▶ EXERCISE DESCRIPTION:
Beginning at the line containing "(format x=158, y=52)" in the material below and ending at the line containing "(format x=42, y=210)", return each line exactly and add nothing.

▶ PROVIDED DATA:
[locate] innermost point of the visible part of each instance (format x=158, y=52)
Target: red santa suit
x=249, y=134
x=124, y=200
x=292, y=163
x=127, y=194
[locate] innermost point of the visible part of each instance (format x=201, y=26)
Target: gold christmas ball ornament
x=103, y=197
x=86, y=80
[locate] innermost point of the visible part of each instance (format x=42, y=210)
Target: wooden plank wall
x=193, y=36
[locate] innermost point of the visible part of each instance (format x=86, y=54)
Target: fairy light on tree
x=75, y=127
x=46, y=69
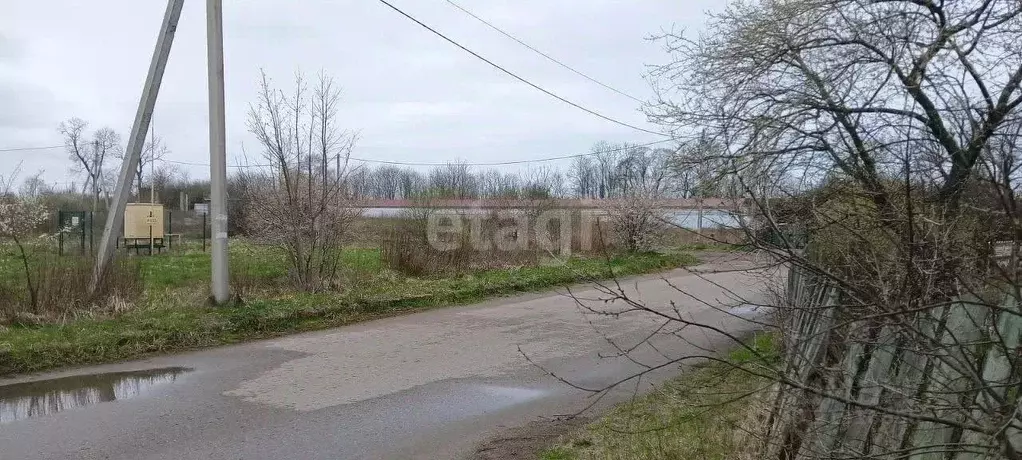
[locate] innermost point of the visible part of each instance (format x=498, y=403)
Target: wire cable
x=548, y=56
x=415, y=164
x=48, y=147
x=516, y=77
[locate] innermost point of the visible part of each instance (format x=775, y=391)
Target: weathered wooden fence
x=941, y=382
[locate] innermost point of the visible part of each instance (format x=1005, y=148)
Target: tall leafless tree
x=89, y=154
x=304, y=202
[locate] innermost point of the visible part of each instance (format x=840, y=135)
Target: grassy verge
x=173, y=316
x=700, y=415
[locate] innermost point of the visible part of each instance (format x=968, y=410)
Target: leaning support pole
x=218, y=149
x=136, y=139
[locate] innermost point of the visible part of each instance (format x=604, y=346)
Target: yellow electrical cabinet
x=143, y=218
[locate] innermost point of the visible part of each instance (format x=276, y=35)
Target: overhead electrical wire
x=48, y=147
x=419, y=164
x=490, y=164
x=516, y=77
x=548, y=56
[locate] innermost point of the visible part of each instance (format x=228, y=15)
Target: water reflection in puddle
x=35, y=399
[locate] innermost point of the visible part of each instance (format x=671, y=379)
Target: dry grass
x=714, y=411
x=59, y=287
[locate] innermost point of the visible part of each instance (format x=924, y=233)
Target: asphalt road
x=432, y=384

...

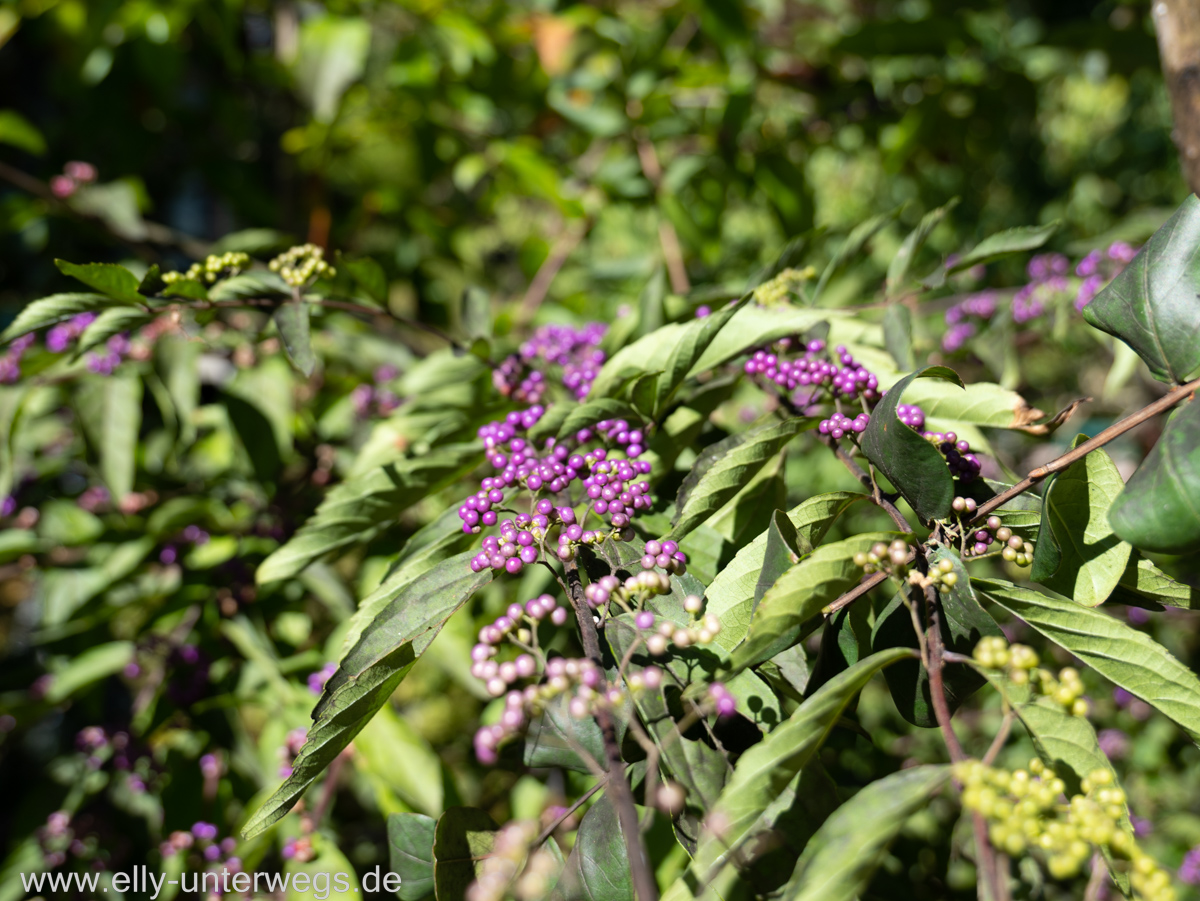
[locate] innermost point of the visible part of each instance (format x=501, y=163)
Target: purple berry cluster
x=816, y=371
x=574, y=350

==

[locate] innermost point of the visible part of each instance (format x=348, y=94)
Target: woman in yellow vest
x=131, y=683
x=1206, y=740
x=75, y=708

▶ SOLVED EXERCISE:
[locate] innermost point of the visible part of each instance (format x=158, y=52)
Target: red santa suit
x=249, y=134
x=124, y=200
x=292, y=163
x=127, y=194
[locate] innermost point of the visible part of each instance (format x=201, y=26)
Target: gold christmas ball ornament
x=103, y=197
x=86, y=80
[locate] innermost point of the visible part of each instance (format x=42, y=210)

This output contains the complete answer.